::: Data entries

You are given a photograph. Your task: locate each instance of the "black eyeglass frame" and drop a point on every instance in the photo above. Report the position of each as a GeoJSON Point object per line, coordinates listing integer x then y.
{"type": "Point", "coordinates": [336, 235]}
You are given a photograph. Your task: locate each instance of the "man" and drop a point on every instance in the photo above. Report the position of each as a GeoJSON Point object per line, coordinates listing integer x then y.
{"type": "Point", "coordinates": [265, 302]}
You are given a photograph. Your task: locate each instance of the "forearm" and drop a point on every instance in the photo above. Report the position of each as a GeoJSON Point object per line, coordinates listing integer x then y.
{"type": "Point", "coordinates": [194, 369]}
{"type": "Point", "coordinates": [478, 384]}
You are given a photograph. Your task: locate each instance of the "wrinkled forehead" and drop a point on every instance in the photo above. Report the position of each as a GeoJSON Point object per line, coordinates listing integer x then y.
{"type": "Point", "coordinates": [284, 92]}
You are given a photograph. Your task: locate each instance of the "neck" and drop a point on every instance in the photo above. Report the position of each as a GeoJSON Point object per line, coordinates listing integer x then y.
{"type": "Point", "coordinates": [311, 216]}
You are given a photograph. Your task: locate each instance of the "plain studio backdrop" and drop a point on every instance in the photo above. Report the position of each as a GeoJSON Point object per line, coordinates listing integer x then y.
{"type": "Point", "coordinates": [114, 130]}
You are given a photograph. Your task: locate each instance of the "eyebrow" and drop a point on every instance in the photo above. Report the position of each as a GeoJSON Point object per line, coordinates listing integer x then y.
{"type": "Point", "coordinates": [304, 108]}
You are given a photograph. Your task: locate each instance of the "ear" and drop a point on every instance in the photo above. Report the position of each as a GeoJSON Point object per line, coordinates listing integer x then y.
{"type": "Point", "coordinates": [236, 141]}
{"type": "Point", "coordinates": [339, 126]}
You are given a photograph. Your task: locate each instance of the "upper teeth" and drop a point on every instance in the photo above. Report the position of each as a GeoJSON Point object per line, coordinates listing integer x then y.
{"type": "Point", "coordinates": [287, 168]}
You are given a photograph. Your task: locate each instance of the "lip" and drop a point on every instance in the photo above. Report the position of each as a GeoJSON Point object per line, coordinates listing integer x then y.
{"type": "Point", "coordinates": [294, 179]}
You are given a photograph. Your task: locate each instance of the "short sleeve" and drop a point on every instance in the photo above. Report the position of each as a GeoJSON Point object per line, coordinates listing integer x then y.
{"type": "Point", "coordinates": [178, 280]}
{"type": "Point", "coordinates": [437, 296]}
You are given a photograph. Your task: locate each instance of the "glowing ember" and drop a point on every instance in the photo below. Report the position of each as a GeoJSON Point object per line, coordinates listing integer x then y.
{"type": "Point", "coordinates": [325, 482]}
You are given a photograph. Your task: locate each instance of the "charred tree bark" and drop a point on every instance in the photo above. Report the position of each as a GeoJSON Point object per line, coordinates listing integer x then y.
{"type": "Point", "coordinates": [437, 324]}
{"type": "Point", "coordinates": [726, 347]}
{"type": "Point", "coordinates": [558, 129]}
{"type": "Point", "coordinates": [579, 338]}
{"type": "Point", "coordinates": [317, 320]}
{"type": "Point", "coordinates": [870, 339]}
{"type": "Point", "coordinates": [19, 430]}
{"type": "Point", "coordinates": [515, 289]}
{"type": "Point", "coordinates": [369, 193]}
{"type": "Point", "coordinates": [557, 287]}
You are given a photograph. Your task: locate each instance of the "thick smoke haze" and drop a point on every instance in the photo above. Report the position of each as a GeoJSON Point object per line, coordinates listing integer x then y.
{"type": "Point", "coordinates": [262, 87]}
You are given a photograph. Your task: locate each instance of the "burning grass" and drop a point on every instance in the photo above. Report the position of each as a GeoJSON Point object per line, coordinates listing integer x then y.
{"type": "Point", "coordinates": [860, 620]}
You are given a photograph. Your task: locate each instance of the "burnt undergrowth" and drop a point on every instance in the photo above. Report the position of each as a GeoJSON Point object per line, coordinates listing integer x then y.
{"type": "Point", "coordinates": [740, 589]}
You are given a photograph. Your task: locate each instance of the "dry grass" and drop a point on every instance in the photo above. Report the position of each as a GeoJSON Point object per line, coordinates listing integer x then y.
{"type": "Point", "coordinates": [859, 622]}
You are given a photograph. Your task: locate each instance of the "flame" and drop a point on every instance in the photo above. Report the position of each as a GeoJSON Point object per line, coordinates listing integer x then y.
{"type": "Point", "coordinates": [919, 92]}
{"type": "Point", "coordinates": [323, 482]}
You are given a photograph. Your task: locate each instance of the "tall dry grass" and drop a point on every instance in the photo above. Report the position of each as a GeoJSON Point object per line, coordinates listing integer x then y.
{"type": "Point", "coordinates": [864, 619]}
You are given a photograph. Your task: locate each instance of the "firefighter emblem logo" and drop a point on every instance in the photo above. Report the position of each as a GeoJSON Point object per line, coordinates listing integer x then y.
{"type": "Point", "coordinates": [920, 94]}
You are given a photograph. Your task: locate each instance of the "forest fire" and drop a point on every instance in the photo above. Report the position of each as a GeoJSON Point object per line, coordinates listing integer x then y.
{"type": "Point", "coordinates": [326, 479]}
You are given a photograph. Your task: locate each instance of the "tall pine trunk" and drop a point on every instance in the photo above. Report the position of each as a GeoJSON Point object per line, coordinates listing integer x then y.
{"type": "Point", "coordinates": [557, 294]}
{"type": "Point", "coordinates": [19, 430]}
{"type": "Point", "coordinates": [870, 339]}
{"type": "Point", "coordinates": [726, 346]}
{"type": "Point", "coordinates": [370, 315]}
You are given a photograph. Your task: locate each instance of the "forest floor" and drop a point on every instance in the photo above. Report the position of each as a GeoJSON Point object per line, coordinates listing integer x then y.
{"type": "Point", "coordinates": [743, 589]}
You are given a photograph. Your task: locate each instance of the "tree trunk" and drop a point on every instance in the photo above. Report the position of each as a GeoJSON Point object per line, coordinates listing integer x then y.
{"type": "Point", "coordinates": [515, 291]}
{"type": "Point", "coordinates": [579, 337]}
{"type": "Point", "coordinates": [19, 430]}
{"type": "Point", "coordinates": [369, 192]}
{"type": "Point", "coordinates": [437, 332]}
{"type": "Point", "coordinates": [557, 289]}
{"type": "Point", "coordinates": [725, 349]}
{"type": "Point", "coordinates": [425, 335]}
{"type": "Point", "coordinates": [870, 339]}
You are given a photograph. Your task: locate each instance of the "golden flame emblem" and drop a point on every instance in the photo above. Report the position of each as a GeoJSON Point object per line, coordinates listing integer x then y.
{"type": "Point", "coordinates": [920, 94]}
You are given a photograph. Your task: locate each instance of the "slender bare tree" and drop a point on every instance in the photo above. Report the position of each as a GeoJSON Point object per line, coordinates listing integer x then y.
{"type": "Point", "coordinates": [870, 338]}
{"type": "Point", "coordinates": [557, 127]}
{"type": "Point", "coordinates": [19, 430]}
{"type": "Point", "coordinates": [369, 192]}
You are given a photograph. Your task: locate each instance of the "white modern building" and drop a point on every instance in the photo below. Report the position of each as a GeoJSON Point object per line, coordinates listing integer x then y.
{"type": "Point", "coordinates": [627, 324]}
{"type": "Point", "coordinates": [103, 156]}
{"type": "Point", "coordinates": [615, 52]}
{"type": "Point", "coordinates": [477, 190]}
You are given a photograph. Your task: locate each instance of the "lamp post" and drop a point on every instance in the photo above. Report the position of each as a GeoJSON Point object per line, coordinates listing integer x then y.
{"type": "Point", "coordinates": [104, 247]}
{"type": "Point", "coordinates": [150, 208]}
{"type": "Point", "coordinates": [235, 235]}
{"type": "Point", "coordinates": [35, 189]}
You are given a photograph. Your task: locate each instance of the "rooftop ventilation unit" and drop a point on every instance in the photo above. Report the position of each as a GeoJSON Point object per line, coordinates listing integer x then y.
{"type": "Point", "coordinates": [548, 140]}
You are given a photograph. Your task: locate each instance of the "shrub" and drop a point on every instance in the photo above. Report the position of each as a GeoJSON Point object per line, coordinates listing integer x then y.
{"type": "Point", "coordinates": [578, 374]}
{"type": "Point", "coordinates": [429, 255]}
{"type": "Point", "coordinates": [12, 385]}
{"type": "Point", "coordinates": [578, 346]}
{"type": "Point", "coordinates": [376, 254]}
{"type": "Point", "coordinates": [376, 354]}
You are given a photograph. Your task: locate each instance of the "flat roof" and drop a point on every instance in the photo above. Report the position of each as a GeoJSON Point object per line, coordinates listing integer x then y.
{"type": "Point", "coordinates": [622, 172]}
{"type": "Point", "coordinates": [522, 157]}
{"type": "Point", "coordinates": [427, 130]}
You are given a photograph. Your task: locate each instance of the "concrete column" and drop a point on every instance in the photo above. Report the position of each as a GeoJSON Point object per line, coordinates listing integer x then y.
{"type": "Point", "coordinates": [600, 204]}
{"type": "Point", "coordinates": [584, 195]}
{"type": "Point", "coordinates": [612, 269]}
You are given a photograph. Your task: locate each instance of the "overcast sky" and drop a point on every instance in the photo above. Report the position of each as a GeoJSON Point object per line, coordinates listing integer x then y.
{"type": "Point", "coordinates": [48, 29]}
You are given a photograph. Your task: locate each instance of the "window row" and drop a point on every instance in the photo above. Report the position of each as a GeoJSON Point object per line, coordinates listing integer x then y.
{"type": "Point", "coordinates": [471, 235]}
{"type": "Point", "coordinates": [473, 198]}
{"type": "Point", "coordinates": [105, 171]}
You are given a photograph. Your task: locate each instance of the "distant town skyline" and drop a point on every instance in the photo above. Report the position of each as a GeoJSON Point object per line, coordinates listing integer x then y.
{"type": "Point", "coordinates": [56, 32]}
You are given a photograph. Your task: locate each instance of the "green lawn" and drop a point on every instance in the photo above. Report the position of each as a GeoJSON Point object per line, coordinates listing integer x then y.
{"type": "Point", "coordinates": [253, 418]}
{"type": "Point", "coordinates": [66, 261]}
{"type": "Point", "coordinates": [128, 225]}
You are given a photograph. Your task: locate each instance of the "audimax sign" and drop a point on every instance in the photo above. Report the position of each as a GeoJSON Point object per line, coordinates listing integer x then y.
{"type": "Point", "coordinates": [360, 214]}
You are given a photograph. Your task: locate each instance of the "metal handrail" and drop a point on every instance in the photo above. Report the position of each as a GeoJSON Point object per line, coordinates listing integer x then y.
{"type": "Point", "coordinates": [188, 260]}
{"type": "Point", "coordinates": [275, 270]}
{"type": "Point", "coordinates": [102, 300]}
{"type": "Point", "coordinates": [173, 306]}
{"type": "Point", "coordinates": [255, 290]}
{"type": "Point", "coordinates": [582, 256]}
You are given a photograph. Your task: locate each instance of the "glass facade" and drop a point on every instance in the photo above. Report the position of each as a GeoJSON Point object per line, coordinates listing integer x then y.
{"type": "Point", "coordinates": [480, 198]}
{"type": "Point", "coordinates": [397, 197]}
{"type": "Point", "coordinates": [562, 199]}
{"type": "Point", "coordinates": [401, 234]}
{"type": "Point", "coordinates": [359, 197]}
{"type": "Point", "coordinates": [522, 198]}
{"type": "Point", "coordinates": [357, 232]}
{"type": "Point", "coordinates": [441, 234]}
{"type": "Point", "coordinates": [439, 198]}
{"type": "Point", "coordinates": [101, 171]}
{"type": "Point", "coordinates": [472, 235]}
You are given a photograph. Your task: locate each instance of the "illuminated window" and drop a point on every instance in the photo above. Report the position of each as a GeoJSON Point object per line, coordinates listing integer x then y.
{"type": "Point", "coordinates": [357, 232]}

::::::

What is needed: Locate each line of the listing above that contains the word "below" and copy those lines.

Exercise result:
You are given a photograph. Your task: locate each instance of the "glowing ember" and drop a point on every instance in the photo below. Report the position of each as a GeoJSON Point object per line, coordinates listing integer x then y.
You are given a photograph. Your task: locate each instance of the "white modern building" and drop a point on every instance in the photo below. Report the position of each as a GeoJSON Point object per line, coordinates listing integer x then y.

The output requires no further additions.